■ Passage shown ■
*** Begin section ***
Maintaining a healthy diet may be one of the hardest things to do in life. It takes self-discipline, determination, and a will to want to be the healthiest version of yourself. Eating healthily, though, is often thought of as expensive or impossible if you don’t have a lot of money. This couldn’t be further from the truth, and doctors and nutritionists agree.
Why Should You Follow A Heart-Healthy Diet?
According to the Centers for Disease Control and Prevention (CDC), one person dies every 37 seconds in the United States from cardiovascular disease. Roughly 647,000 Americans die from heart disease each year, which equates to one in every four deaths. When you consider that diet plays a large role in your risk of developing heart disease, eating foods that are beneficial for you entire body, including your heart, is the right thing to do.
Foods You Should Eat:
- Fruits and vegetables
- Raw nuts and seeds
- Whole grains
- Liquid oils (mainly coconut, avocado, olive, and walnut oils)
- Lean proteins
Foods You Should Avoid:
- Dairy products
- Fatty or processed meats
- Trans fats
- Processed foods
- Refined sugars or grains
- Sugary drinks (soda, bottled juices, etc.)
- Sold fats
Tips For Heart-Healthy Eating On A Budget
Be Aisle Smart:
We cannot stress this point enough, people. The center aisles of the grocery store will lure you in with their packaged cookies, chips, canned foods, and frozen treats, but they are trying to trap you. Vegetables, fruits, nuts, seeds, fish, and meat are shelved around the exterior aisles of the market. The only items you should buy from the center aisles are sodium-free canned beans (black beans, garbanzo beans, or kidney beans) because they have many heart-healthy fats. You can also purchase frozen fruit, so long as there are no added sugars or preservatives.
Don’t Shop On An Empty Stomach:
If you are trying to practice self-discipline, you will not be able to act responsibly if you shop for groceries on an empty stomach. When you’re hungry, it’s much easier to impulsively buy things that you know you shouldn’t eat. Go to the grocery store on a full stomach with a list of foods that you should buy. This will help you stick to your budget and avoid unnecessary, unhealthy items.
Be Label Smart:
Certain foods are more attractive than others. That’s just the way it is. For example, a sugary cereal is more attractive than a fiber-rich, natural grain cereal. And people buy what they are used to, so the willingness to step outside the comfort zone is another hurdle to jump over. Anytime that you purchase something with a label, you have to look at the calories, sugars, fats, cholesterol, protein, and sodium per serving. Sodium, saturated fats, trans fats, and cholesterol, should be consumed in limited quantities if you want a healthier heart.
Stop Eating Out:
Eating out frequently is a surefire way to quickly deplete your funds. Additionally, the restaurant you eat at is often controlled by impulse. But…you can cook your own meals, bring your own lunch, pack your own snacks, and still eat an unhealthy diet. Therefore, you must apply the other tips in this article to reform your diet and increase the nutritional value of your homemade meals, snacks, and more.
Home Cooking On A Budget:
Healthy eating is not complicated, although it can seem that way at first. The simplest way to ensure that all of your meals are properly portioned and heart-healthy is by meal prepping. You may find that your dollar goes a lot farther when you buy raw ingredients that make up a certain number of meals and snacks.
*** End section ***
■ Source information ■
*** Begin section ***
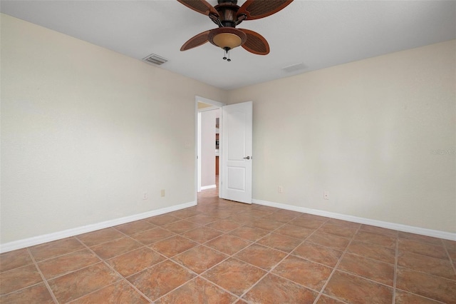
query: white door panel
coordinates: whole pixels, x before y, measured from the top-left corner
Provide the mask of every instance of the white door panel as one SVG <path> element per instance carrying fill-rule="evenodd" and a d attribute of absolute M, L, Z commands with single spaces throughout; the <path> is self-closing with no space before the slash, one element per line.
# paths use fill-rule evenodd
<path fill-rule="evenodd" d="M 222 197 L 252 203 L 252 102 L 224 106 Z"/>

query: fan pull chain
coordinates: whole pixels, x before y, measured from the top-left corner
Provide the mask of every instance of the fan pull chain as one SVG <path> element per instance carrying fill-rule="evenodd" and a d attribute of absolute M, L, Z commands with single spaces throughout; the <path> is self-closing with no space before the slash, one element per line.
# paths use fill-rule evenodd
<path fill-rule="evenodd" d="M 224 56 L 223 56 L 223 60 L 226 60 L 227 61 L 231 61 L 231 59 L 229 59 L 229 49 L 225 49 L 224 50 L 225 53 L 224 53 Z"/>

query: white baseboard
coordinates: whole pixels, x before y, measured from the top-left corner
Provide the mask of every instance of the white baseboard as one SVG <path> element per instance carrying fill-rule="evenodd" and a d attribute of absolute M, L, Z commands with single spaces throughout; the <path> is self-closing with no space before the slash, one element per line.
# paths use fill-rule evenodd
<path fill-rule="evenodd" d="M 292 211 L 301 212 L 304 213 L 314 214 L 316 216 L 326 216 L 327 218 L 337 218 L 338 220 L 348 221 L 350 222 L 359 223 L 361 224 L 371 225 L 377 227 L 382 227 L 388 229 L 397 230 L 398 231 L 409 232 L 411 233 L 421 234 L 423 235 L 432 236 L 435 238 L 444 238 L 445 240 L 456 240 L 456 233 L 450 232 L 440 231 L 437 230 L 423 228 L 420 227 L 409 226 L 407 225 L 398 224 L 395 223 L 384 222 L 383 221 L 371 220 L 370 218 L 359 218 L 358 216 L 348 216 L 346 214 L 335 213 L 333 212 L 323 211 L 321 210 L 310 209 L 305 207 L 286 205 L 279 203 L 273 203 L 267 201 L 253 199 L 252 202 L 258 205 L 268 206 L 270 207 L 279 208 L 280 209 L 290 210 Z"/>
<path fill-rule="evenodd" d="M 92 232 L 96 230 L 103 229 L 108 227 L 113 227 L 117 225 L 125 224 L 126 223 L 142 220 L 143 218 L 150 218 L 151 216 L 160 216 L 160 214 L 176 211 L 177 210 L 192 207 L 196 205 L 196 201 L 192 201 L 180 205 L 173 206 L 171 207 L 162 208 L 158 210 L 152 210 L 152 211 L 147 211 L 142 213 L 135 214 L 133 216 L 125 216 L 124 218 L 115 218 L 113 220 L 106 221 L 104 222 L 87 225 L 81 227 L 77 227 L 75 228 L 67 229 L 53 233 L 34 236 L 33 238 L 24 238 L 23 240 L 14 240 L 9 243 L 5 243 L 4 244 L 0 244 L 0 253 L 15 250 L 16 249 L 24 248 L 26 247 L 33 246 L 35 245 L 42 244 L 43 243 L 51 242 L 53 240 L 60 240 L 62 238 L 68 238 L 70 236 L 74 236 L 81 233 Z"/>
*** End section ***
■ Exercise goal ■
Reproduce word for word the stretch of the heart-healthy eating text above that begins at "Maintaining a healthy" and stops after "and nutritionists agree.".

■ Solution for this problem ■
Maintaining a healthy diet may be one of the hardest things to do in life. It takes self-discipline, determination, and a will to want to be the healthiest version of yourself. Eating healthily, though, is often thought of as expensive or impossible if you don’t have a lot of money. This couldn’t be further from the truth, and doctors and nutritionists agree.